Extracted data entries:

· · · · ·

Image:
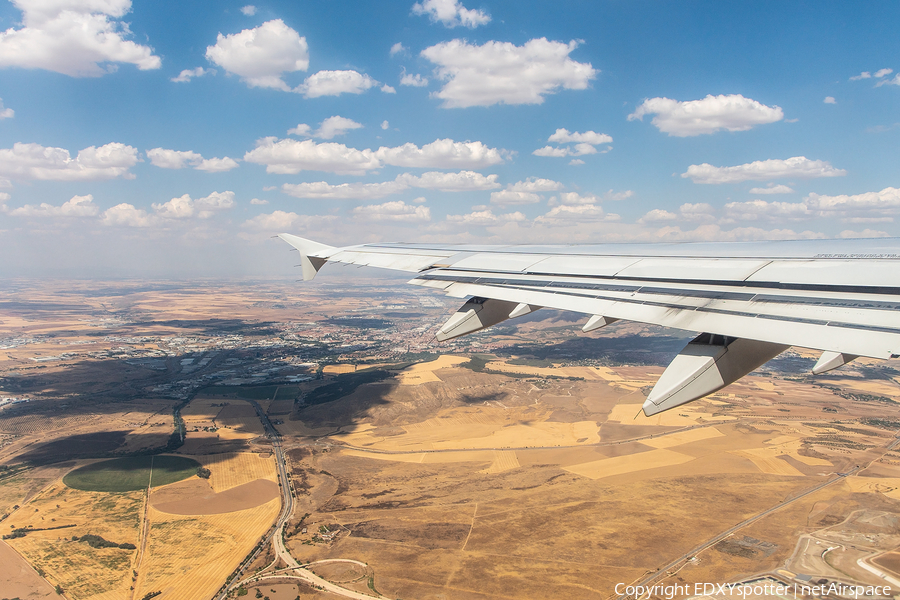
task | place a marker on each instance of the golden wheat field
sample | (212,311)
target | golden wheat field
(237,468)
(82,571)
(190,556)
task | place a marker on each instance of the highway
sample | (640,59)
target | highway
(287,501)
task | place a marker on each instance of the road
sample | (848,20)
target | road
(681,560)
(287,501)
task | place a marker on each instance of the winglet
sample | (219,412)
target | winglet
(312,254)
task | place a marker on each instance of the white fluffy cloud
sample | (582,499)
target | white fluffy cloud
(867,75)
(413,80)
(584,143)
(713,113)
(761,170)
(565,214)
(6,113)
(451,13)
(289,221)
(188,74)
(328,129)
(501,72)
(335,83)
(176,159)
(525,192)
(463,181)
(33,161)
(184,207)
(127,215)
(772,189)
(762,209)
(886,199)
(486,217)
(512,197)
(290,157)
(78,206)
(394,211)
(435,180)
(564,136)
(343,191)
(80,38)
(442,154)
(260,56)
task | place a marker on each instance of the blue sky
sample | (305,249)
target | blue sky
(174,138)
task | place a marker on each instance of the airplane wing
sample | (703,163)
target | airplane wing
(748,301)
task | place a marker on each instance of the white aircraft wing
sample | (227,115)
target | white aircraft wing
(749,301)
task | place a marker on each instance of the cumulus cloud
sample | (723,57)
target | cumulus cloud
(762,209)
(189,74)
(525,192)
(463,181)
(760,170)
(291,156)
(772,189)
(6,113)
(289,221)
(288,157)
(501,72)
(328,129)
(127,215)
(551,152)
(443,154)
(33,161)
(343,191)
(184,207)
(867,75)
(79,38)
(177,159)
(445,182)
(413,80)
(260,56)
(451,13)
(510,197)
(335,83)
(564,136)
(486,217)
(565,214)
(584,143)
(394,211)
(713,113)
(886,199)
(78,206)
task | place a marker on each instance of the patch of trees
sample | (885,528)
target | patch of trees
(96,541)
(23,531)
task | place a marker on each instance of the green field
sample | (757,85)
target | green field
(130,474)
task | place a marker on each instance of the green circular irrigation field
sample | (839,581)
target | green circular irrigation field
(130,474)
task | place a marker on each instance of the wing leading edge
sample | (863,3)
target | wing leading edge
(750,301)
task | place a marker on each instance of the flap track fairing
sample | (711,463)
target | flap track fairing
(707,364)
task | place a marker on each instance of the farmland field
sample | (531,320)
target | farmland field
(130,474)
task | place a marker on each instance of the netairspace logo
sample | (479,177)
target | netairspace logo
(742,590)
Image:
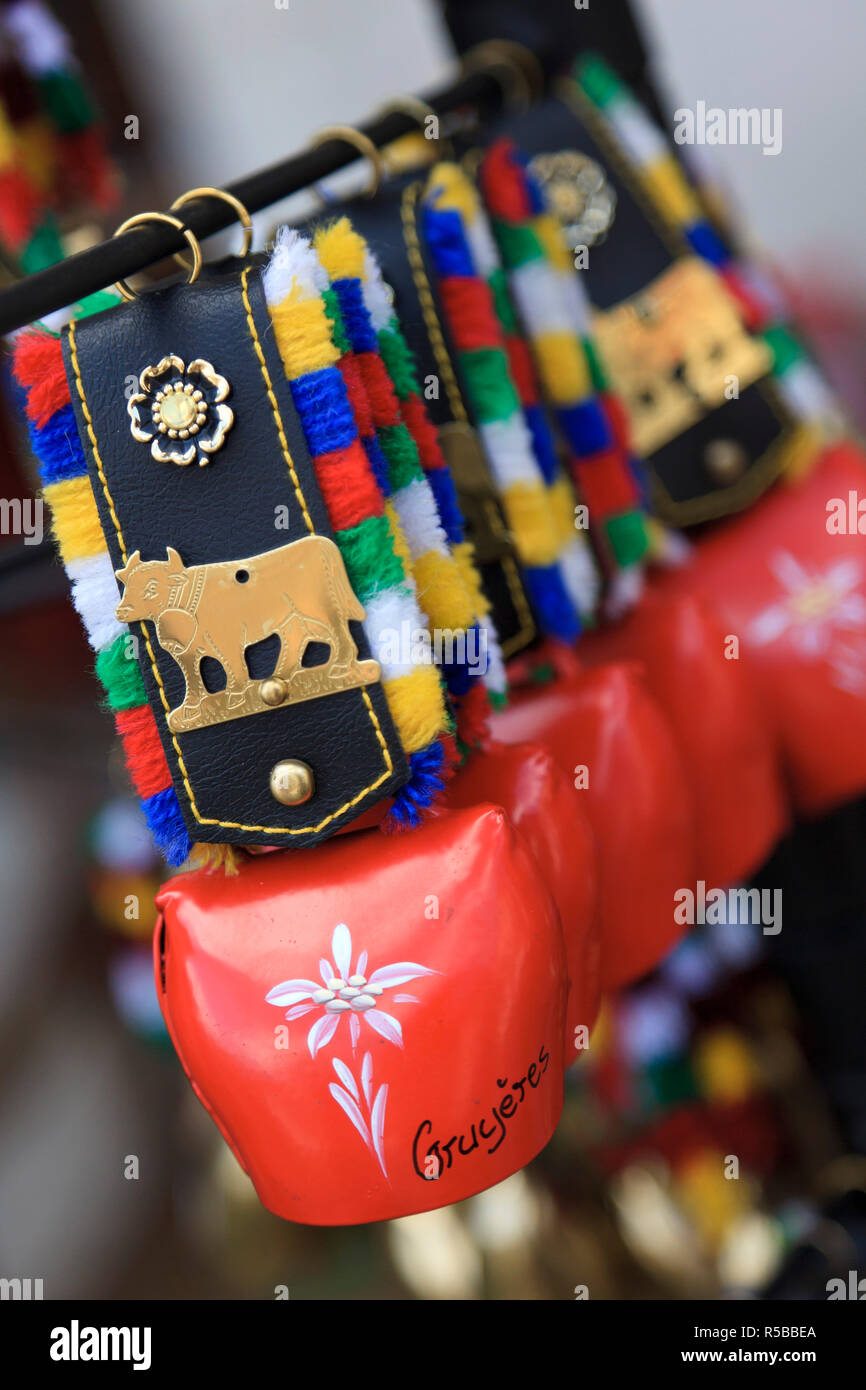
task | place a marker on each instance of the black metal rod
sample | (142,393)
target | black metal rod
(99,266)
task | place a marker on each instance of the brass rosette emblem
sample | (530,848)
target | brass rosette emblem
(578,193)
(181,410)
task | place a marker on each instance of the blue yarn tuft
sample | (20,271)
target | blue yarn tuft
(426,781)
(446,241)
(325,413)
(378,463)
(553,609)
(706,242)
(542,442)
(59,448)
(585,428)
(353,313)
(166,820)
(442,487)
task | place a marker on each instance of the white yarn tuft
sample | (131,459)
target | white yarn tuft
(377,295)
(95,595)
(293,264)
(420,519)
(509,448)
(43,45)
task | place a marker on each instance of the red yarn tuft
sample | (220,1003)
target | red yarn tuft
(523,370)
(502,184)
(20,207)
(85,171)
(473,715)
(143,751)
(605,484)
(423,431)
(470,313)
(380,391)
(754,312)
(348,485)
(38,367)
(356,391)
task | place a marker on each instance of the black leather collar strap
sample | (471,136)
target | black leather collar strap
(389,224)
(627,275)
(250,644)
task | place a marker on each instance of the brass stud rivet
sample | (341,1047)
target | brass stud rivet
(292,781)
(726,460)
(274,691)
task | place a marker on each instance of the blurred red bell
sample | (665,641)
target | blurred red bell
(374,1025)
(544,806)
(608,733)
(729,754)
(788,580)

· · · · ·

Task directions: Word for word, restate all of the entries above and leave each picture out.

Exercise result:
Image:
task | place a marker on each instance of the golden wheat field
sample | (212,311)
target | golden wheat field
(237,468)
(82,571)
(190,556)
task | place a marker on each instance of the highway
sample | (640,59)
target | highway
(287,501)
task | place a marker on each instance of the road
sample | (848,20)
target | road
(681,560)
(287,501)
task | place a marker on each instance of the winglet
sample | (219,412)
target | winglet
(312,254)
task | place a marker on each instance of the white fluffy cloud
sample | (582,499)
target | white fluffy cloud
(867,75)
(413,80)
(584,143)
(713,113)
(761,170)
(565,214)
(6,113)
(451,13)
(289,221)
(188,74)
(328,129)
(501,72)
(335,83)
(176,159)
(525,192)
(463,181)
(33,161)
(184,207)
(127,215)
(772,189)
(762,209)
(886,199)
(486,217)
(512,197)
(290,157)
(78,206)
(394,211)
(435,180)
(564,136)
(343,191)
(80,38)
(442,154)
(260,56)
task | place a marker on each instance of the blue sky
sample | (305,249)
target | blue sky
(174,138)
task | place a marker on each instance of the airplane wing
sample | (703,163)
target | airplane wing
(748,301)
task | place a marker on each instance of the white aircraft wing
sample | (227,115)
target | white aircraft wing
(749,301)
task | place a marker on each instance of the cumulus cloud
sample | (723,57)
target | cumulus cloud
(762,209)
(189,74)
(525,192)
(463,181)
(760,170)
(291,156)
(772,189)
(6,113)
(289,221)
(288,157)
(501,72)
(328,129)
(127,215)
(551,152)
(443,154)
(33,161)
(343,191)
(184,207)
(867,75)
(79,38)
(177,159)
(445,182)
(413,80)
(260,56)
(451,13)
(510,197)
(335,83)
(564,136)
(486,217)
(565,214)
(584,143)
(394,211)
(713,113)
(886,199)
(78,206)
task | place a marker on each instance of the patch of trees
sample | (885,528)
target | patch of trees
(96,541)
(23,531)
task | place a marker on each instance of the green field
sample | (757,85)
target | green field
(130,474)
task | place a marker on each instance of the green circular irrigation field
sample | (839,581)
target | green circular irrigation field
(130,474)
task | place a marker on each instance of the wing leading edge
sample | (863,3)
target | wing leading edge
(750,301)
task | place a marker on each instance of the flap track fairing
sample | (711,463)
target | flap track fairing
(707,364)
task | place a marker on each instance of the farmland field
sample | (531,320)
target | farmland field
(130,474)
task | place a marker on each instance of the netairspace logo
sample | (479,177)
target | netairspace logo
(742,590)
Image:
task | place a marker on each instance of the black metal rod
sample | (142,393)
target | black metal rod
(99,266)
task | place a marker on each instance of the brass rosette emblem
sample | (530,848)
target | brass rosette emblem
(578,193)
(181,410)
task | place a marker on each instance of the blue yarn tuft
sample | (20,271)
target | blue yarn tuft
(426,781)
(446,241)
(325,413)
(378,463)
(553,609)
(706,242)
(542,442)
(59,448)
(585,428)
(353,313)
(166,820)
(442,487)
task | place a marker on each instance of the white yarn tuft
sample | (131,459)
target | white yarn tuft
(377,295)
(95,595)
(293,264)
(420,519)
(509,448)
(43,45)
task | place a marker on each instance of the red yarn tuft
sample | (220,1003)
target | red yarn tuft
(523,370)
(502,184)
(20,207)
(85,171)
(473,715)
(143,751)
(605,484)
(423,431)
(470,313)
(380,391)
(754,312)
(348,485)
(38,367)
(356,391)
task | place a marker on each instance of the black leather collar strap
sample | (471,136)
target | black leather collar strap
(389,224)
(627,275)
(250,644)
task | place a marker on each instance of the brass stud rivet
sample | (341,1047)
target | brass stud rivet
(292,781)
(726,460)
(274,691)
task | place a marker on each instance of the blurred red bell
sample | (665,641)
target | blurred red bell
(374,1025)
(544,806)
(608,733)
(729,754)
(788,580)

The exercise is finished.